Sometimes, the most scathing and incisive act isn't hyperbole or exaggeration - it's simply to tell a story.
"How Does it Feel to be a Problem" is a book of seven stories. Each story follows a different young Muslim in America, each of whom is navigating a radically different experience. One is in the midst of a religious revival while another is being kept from student government by the racism of her school. One is a marine and part of the invasion of Iraq, while other is hounded by arbitrary detentions of family members. (Though, to be fair, arbitrary and racially motivated detention of family members and harassment by police, ICE, and other agencies is a feature of several stories.)
These stories are, simultaneously, profoundly normal and incredibly disturbing. In each one of them, we witness a young person trying to navigate the normal trials and challenges of adolescent life in a highly relatable way... only to face relentless marginalization, racism, and exclusion piled on top.

──────

WHAT THIS TASK INVOLVES
Carry on the review of the book about young Muslims in America from where it stops, adding a few more paragraphs.

──────

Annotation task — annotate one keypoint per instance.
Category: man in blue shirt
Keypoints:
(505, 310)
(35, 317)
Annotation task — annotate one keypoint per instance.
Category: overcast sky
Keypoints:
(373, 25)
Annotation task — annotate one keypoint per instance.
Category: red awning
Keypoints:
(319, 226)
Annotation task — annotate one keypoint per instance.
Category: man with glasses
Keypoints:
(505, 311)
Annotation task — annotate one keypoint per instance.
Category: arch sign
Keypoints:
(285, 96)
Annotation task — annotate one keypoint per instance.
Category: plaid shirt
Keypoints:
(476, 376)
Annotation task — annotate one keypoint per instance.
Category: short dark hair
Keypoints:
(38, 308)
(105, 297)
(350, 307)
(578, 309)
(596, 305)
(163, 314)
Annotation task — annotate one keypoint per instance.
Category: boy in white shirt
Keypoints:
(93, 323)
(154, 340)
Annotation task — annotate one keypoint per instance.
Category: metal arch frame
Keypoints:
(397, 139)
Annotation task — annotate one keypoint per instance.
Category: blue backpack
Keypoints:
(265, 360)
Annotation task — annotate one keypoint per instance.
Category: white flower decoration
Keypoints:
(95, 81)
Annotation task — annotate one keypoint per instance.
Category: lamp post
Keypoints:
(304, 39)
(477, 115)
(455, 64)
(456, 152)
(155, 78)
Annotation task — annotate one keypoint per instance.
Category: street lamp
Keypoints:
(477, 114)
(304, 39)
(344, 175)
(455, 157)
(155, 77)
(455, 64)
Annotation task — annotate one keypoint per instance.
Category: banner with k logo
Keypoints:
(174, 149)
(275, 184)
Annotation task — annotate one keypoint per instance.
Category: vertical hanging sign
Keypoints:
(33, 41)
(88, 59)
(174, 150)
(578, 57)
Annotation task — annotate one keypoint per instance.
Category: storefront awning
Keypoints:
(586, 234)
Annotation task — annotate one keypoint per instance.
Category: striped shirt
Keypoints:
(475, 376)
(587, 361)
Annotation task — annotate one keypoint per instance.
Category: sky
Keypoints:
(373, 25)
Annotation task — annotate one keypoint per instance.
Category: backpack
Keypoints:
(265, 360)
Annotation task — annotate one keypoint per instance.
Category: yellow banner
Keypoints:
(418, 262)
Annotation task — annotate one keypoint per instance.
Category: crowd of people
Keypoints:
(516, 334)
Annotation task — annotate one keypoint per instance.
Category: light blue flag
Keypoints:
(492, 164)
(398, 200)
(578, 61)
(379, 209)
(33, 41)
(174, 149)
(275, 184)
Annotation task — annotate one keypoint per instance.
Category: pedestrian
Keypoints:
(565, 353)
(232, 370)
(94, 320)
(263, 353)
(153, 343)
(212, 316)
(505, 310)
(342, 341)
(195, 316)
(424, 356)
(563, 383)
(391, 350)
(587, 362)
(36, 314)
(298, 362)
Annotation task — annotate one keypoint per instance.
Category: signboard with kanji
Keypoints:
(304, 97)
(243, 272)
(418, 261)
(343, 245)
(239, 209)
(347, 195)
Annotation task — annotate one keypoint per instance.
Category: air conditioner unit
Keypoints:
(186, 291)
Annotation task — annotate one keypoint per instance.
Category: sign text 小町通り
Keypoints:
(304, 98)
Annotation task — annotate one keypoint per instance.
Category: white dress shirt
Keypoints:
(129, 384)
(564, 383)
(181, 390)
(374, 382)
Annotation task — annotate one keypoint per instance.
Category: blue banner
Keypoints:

──────

ANSWER TO THIS TASK
I reserve five-star ratings for books that I believe /everyone/ should read. I think this is one of them. The stories are emblematic of the dark underbelly of anti-Muslim within America, though the lessons could just as easily be applied to other marginalized communities or take place in other countries, Canada included. The stories are so damning - of prisons, of the military industrial complex, of subtle and explicit racism, of America's approach to immigration - because they're so real and unexaggerated.
In the afterward, Bayoumi says that "...the principles currently at stake revolve not only around issues of full equality and inclusion, but fundamentally around the consequences that American foreign policy has on domestic civil rights" (p. 261). I think this captures the heart of the book, though perhaps could be expanded. We're all too often guided to think of racism as something that happens in interactions of vile or more subtle microaggressions. But, what Bayoumi reveals is that the marginalization, exclusion, and setting-up-for-failure that happens isn't just in interpersonal interactions, but in deeply perverse systems. It's born, per the quote above, from an American foreign policy that's antagonistic, imperialistic, and racist, which trickles into lived experiences at home. But, it's also born of the way we build institutions of policing, of education, and of commerce, among others. What the stories reveal so - I'd say beautifully, but it's the opposite - is the degree to which these systematic and institutional forces create a stage upon which everyone's a player carrying out these deep perversions, and every act of the performance is one that leaves the Muslim community more marginalized and harmed.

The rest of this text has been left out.